### About this task
Give again every line from the one with "microphone boom arm." through the last line of the data, exactly, and leave out the lines before it.

Segment Open

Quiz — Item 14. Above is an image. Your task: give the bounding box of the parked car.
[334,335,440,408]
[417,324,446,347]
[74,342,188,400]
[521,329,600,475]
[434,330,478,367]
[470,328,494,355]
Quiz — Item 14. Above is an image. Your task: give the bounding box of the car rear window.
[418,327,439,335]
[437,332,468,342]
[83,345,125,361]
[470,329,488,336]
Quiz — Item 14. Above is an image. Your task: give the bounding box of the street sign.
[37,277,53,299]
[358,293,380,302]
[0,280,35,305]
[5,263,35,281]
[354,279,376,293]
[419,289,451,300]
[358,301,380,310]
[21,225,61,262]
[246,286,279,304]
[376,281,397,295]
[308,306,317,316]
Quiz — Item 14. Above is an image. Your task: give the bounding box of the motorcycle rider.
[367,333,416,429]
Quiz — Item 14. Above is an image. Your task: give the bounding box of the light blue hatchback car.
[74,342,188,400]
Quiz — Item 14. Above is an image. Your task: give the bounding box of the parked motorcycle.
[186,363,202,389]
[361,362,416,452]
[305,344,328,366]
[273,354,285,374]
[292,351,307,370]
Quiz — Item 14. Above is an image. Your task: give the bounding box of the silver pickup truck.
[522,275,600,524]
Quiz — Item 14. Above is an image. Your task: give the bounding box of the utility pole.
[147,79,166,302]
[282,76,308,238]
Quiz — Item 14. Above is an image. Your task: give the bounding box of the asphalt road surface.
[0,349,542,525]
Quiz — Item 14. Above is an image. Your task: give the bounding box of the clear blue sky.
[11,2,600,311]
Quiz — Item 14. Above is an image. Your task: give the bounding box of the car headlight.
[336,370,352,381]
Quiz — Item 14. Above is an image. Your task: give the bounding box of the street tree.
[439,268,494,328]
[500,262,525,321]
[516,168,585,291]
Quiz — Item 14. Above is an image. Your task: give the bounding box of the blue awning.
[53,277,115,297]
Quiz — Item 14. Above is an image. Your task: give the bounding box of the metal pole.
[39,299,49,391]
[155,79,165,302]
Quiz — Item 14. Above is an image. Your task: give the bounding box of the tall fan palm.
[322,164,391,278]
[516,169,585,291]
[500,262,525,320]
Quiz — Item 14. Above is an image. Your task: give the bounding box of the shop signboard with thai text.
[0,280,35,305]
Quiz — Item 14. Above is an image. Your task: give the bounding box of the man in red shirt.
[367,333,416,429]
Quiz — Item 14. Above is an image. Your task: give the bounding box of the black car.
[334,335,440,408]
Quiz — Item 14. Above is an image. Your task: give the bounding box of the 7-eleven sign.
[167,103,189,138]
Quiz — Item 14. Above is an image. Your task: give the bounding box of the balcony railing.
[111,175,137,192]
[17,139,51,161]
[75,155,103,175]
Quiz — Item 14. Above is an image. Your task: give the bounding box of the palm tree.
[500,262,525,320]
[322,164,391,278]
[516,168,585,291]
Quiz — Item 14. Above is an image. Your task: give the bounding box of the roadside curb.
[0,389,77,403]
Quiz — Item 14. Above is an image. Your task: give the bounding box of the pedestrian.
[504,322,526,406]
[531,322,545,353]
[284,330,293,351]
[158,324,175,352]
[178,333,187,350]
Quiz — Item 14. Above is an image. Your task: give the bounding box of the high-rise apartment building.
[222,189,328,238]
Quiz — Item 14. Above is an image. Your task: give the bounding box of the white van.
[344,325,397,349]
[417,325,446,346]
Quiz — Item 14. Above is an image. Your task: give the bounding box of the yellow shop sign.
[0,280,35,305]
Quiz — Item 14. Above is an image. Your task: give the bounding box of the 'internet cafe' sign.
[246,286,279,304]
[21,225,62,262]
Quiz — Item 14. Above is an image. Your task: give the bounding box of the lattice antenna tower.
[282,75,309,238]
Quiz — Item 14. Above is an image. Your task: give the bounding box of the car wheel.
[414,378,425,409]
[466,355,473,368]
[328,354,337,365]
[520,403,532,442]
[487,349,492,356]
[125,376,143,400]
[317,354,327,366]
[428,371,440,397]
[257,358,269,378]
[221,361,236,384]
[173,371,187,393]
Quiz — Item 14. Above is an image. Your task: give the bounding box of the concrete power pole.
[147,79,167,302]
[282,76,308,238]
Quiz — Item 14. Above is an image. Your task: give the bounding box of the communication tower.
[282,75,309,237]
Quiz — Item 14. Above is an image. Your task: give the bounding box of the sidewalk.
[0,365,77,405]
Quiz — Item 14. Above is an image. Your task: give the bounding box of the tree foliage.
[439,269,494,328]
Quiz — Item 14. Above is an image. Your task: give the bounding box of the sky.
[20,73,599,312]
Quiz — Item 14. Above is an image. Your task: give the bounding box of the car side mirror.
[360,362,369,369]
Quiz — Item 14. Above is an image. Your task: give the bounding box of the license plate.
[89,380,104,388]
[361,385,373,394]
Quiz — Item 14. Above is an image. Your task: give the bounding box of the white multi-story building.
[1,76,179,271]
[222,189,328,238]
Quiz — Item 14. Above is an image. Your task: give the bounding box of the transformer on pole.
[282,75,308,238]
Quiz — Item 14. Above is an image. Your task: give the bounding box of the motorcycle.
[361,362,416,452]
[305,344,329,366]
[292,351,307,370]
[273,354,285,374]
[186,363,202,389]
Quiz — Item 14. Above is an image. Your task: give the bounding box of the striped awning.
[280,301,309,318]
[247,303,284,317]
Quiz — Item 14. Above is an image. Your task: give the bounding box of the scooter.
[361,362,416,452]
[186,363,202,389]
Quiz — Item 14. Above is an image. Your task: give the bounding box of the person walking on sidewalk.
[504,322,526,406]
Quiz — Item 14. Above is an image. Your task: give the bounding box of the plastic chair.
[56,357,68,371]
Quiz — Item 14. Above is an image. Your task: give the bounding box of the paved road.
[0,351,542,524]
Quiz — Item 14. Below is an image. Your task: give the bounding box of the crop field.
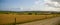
[0,11,60,25]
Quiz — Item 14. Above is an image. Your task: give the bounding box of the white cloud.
[43,6,60,11]
[44,0,60,11]
[45,0,60,8]
[30,0,60,11]
[19,0,60,11]
[30,0,44,11]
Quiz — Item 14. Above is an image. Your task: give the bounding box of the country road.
[17,17,60,25]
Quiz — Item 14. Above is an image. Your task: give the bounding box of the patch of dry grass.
[0,14,60,24]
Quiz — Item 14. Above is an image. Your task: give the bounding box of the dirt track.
[18,17,60,25]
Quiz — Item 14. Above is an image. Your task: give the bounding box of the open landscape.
[0,11,60,25]
[1,0,60,25]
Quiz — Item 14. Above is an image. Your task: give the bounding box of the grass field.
[0,13,60,25]
[0,11,60,25]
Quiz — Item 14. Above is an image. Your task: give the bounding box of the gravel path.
[17,17,60,25]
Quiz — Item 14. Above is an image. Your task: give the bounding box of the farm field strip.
[0,14,60,25]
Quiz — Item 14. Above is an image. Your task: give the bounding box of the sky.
[0,0,60,11]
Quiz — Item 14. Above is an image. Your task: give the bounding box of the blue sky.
[0,0,35,11]
[0,0,60,11]
[0,0,35,8]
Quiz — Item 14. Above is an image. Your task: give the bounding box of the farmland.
[0,11,60,25]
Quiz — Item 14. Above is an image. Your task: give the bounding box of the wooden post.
[14,17,16,25]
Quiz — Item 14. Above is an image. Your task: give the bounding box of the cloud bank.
[30,0,60,11]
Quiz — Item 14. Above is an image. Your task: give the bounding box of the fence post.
[14,17,16,25]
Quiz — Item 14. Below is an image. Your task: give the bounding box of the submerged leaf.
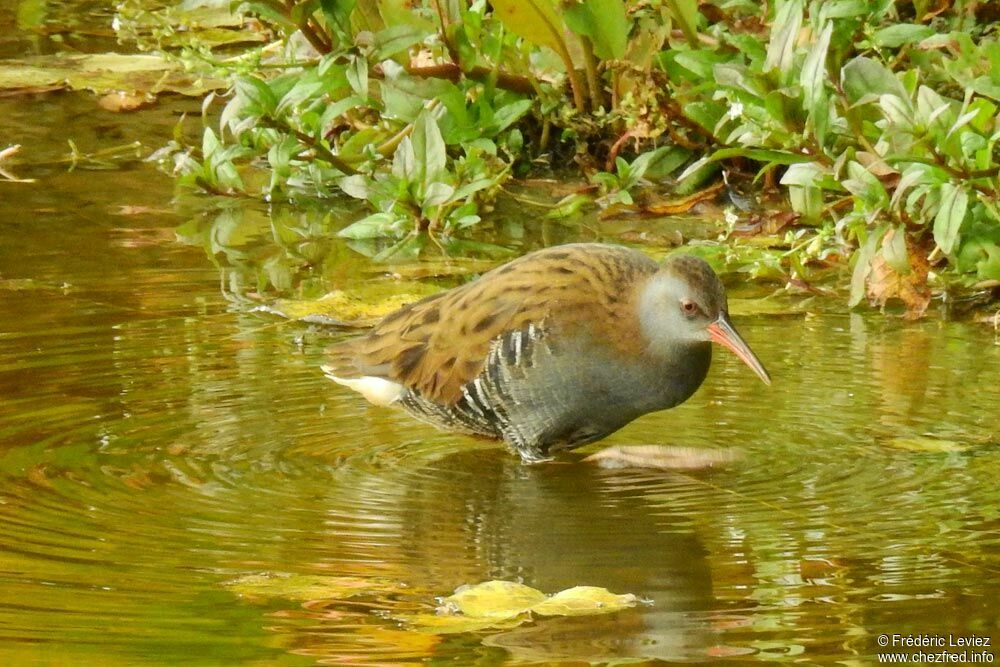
[226,573,394,601]
[585,445,739,470]
[257,283,442,327]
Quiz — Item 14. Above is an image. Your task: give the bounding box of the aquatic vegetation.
[108,0,999,313]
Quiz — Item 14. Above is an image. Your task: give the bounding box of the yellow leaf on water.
[440,580,547,619]
[529,586,639,616]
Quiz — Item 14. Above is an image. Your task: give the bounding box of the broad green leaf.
[318,0,356,43]
[842,160,888,206]
[882,226,910,275]
[871,23,935,48]
[850,226,884,307]
[780,161,829,188]
[372,23,432,60]
[391,136,418,183]
[916,85,954,132]
[422,181,455,207]
[933,183,968,255]
[563,0,629,60]
[841,56,906,104]
[491,100,534,133]
[490,0,567,55]
[235,76,277,115]
[879,94,915,130]
[337,174,370,199]
[764,0,803,81]
[673,50,730,80]
[889,164,932,210]
[410,109,447,188]
[665,0,700,47]
[788,185,822,220]
[337,212,405,239]
[346,57,368,98]
[817,0,868,20]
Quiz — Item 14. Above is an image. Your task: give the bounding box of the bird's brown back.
[334,244,659,405]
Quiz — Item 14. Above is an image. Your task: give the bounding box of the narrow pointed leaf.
[933,183,968,255]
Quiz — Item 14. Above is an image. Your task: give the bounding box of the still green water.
[2,92,999,667]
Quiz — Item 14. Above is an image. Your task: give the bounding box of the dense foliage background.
[128,0,1000,317]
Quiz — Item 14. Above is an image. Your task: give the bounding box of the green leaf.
[491,100,534,133]
[850,226,884,307]
[391,136,418,183]
[882,226,910,274]
[933,183,968,255]
[346,57,368,99]
[842,160,888,207]
[410,109,447,189]
[318,0,356,43]
[871,23,935,48]
[235,76,277,115]
[563,0,629,60]
[841,56,906,104]
[788,185,822,220]
[764,0,803,81]
[338,212,404,239]
[665,0,700,47]
[801,22,832,143]
[371,23,432,60]
[490,0,567,55]
[679,147,813,181]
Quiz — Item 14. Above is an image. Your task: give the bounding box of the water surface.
[1,92,998,665]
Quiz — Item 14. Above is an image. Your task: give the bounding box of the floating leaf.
[585,445,739,470]
[441,581,547,619]
[529,586,638,616]
[405,580,641,634]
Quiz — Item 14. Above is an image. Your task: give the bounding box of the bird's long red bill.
[707,314,771,385]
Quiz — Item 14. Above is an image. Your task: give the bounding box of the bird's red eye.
[681,299,699,316]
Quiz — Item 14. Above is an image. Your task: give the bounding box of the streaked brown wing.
[333,244,658,404]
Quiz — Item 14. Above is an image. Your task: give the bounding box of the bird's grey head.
[638,254,770,384]
[638,254,726,349]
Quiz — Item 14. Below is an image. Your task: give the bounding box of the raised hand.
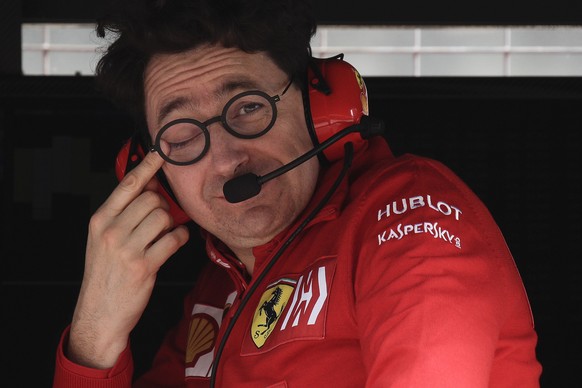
[67,149,190,368]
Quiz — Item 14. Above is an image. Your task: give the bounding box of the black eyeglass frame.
[150,78,294,166]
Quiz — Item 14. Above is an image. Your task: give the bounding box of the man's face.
[144,45,319,253]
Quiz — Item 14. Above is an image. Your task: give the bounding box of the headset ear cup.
[115,137,191,225]
[307,57,370,161]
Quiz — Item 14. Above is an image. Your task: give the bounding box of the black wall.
[16,0,582,24]
[2,75,581,386]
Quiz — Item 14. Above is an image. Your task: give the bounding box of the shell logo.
[186,313,218,364]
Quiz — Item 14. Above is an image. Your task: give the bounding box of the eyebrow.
[156,79,261,127]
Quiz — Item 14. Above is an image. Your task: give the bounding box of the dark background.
[2,0,581,386]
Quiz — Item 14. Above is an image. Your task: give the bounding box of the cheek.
[271,95,314,154]
[291,113,314,152]
[289,155,319,209]
[162,167,203,208]
[267,120,314,159]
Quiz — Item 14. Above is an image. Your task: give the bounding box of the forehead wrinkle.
[146,46,271,103]
[150,70,207,127]
[151,51,245,100]
[144,55,190,99]
[155,76,263,127]
[146,47,276,127]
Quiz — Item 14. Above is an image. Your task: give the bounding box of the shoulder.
[346,145,509,259]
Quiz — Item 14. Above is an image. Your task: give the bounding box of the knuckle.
[151,207,172,228]
[157,231,183,254]
[100,225,121,246]
[119,173,139,193]
[170,230,187,247]
[142,190,165,208]
[89,211,107,230]
[125,258,149,278]
[117,259,151,283]
[169,227,189,247]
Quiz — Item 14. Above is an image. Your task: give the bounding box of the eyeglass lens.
[156,91,277,165]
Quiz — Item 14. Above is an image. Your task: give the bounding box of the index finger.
[105,149,166,215]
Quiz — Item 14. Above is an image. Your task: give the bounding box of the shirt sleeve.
[353,156,541,387]
[53,325,134,388]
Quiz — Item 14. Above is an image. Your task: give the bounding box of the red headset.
[115,55,371,225]
[305,54,369,162]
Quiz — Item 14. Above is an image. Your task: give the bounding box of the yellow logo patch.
[251,283,295,348]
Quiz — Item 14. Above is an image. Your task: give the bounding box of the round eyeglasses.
[150,79,293,166]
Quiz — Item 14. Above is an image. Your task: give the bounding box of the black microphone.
[223,116,385,203]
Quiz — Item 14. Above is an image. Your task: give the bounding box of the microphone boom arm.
[260,123,358,184]
[223,116,385,203]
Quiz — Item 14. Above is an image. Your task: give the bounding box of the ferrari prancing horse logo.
[251,283,295,348]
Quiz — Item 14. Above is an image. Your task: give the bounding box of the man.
[53,0,542,386]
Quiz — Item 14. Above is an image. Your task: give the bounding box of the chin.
[214,218,281,251]
[228,203,290,241]
[209,179,306,245]
[241,205,284,232]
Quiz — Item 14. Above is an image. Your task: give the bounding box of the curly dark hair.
[94,0,317,128]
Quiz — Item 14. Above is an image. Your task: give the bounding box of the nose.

Segment Closed

### Exercise output
Quiz — Item 14. Above is an image. Your task: give the bounding box of the microphone boom arm.
[260,123,358,184]
[223,116,385,203]
Quiz — Item 14. Above is an image. Your task: give the bounding box of the ferrari prancing horse logo.
[251,283,295,348]
Quiz — Item 14. Above is an image. Your task: give the bounding box of the man.
[53,0,542,386]
Quiz — Item 14. Above is an image. Your task: give the bounding box of the chin.
[214,218,281,251]
[228,203,290,241]
[209,179,306,245]
[241,205,284,232]
Quiz — Item 14. Above is an image. Your task: give the bounding box of the curly dark hair.
[94,0,317,128]
Quiz — Item 14. Above is an image. Your task: give the bounding box of the nose.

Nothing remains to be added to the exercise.